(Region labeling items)
◇ ◇ ◇ ◇ ◇ ◇ ◇

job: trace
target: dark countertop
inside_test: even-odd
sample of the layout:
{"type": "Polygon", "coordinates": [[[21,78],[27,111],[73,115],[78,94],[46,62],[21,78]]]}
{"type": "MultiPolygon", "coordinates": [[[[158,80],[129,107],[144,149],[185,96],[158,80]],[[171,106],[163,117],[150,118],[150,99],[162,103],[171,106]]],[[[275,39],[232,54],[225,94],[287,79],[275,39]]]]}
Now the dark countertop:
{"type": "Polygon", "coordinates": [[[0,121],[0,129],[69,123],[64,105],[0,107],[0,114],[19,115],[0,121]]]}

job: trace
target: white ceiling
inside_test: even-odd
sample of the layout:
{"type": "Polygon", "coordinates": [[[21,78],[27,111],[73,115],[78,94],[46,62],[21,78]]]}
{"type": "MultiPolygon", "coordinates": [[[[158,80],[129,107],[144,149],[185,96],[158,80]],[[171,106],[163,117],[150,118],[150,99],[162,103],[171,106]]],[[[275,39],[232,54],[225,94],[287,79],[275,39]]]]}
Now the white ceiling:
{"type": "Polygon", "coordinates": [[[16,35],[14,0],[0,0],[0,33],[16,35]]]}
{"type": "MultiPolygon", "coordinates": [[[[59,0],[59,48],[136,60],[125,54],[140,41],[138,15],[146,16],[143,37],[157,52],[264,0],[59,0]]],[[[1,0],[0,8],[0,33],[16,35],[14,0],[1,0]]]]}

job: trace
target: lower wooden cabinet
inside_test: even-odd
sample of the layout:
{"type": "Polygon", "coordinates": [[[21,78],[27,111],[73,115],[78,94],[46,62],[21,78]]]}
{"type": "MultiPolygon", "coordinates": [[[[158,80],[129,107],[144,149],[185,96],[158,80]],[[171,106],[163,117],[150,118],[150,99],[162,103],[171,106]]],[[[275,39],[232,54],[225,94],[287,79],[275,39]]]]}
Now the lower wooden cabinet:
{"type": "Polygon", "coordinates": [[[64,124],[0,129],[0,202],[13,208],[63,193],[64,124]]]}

◇ ◇ ◇ ◇ ◇ ◇ ◇

**What you have to do:**
Express every nonblank line of the data above as a Markdown table with two columns, Row and Line. Number the rows in order starting from 1.

**Output for this exercise:**
| Row | Line |
|---|---|
| 1 | job: trace |
| 2 | target: dark countertop |
| 3 | inside_test: even-odd |
| 4 | sample of the layout: |
| 5 | {"type": "Polygon", "coordinates": [[[21,78],[27,111],[73,115],[78,94],[46,62],[21,78]]]} |
| 6 | {"type": "MultiPolygon", "coordinates": [[[[158,80],[129,107],[144,149],[185,96],[158,80]],[[171,106],[163,117],[150,118],[150,99],[162,103],[171,106]]],[[[275,39],[232,54],[225,94],[287,79],[275,39]]]]} |
| 7 | Now the dark countertop: |
| 8 | {"type": "Polygon", "coordinates": [[[0,121],[0,129],[69,123],[64,105],[0,107],[0,114],[19,115],[0,121]]]} |
| 9 | job: trace |
| 10 | target: white ceiling |
| 11 | inside_test: even-odd |
| 12 | sample of the layout: |
| 13 | {"type": "Polygon", "coordinates": [[[21,78],[27,111],[73,115],[78,94],[46,62],[21,78]]]} |
| 14 | {"type": "MultiPolygon", "coordinates": [[[[158,80],[129,107],[144,149],[185,96],[158,80]],[[171,106],[163,117],[150,118],[150,99],[162,103],[171,106]]],[[[275,39],[232,54],[225,94],[287,79],[275,39]]]]} |
| 15 | Now the white ceiling: |
| 16 | {"type": "Polygon", "coordinates": [[[16,35],[14,0],[0,0],[0,33],[16,35]]]} |
| 17 | {"type": "MultiPolygon", "coordinates": [[[[59,0],[59,48],[136,60],[125,54],[140,41],[138,15],[146,16],[143,37],[157,52],[264,0],[59,0]]],[[[1,0],[0,8],[0,33],[16,35],[14,0],[1,0]]]]} |
| 18 | job: trace |
| 19 | target: lower wooden cabinet |
| 20 | inside_test: even-odd |
| 21 | sample of the layout: |
| 22 | {"type": "Polygon", "coordinates": [[[21,78],[27,111],[73,115],[78,94],[46,62],[21,78]]]} |
| 23 | {"type": "MultiPolygon", "coordinates": [[[[158,80],[129,107],[144,149],[185,96],[158,80]],[[171,106],[163,117],[150,118],[150,99],[162,103],[171,106]]],[[[275,39],[232,54],[225,94],[287,79],[275,39]]]]} |
| 24 | Now the lower wooden cabinet: |
| 25 | {"type": "Polygon", "coordinates": [[[64,124],[0,129],[0,202],[13,208],[63,193],[64,124]]]} |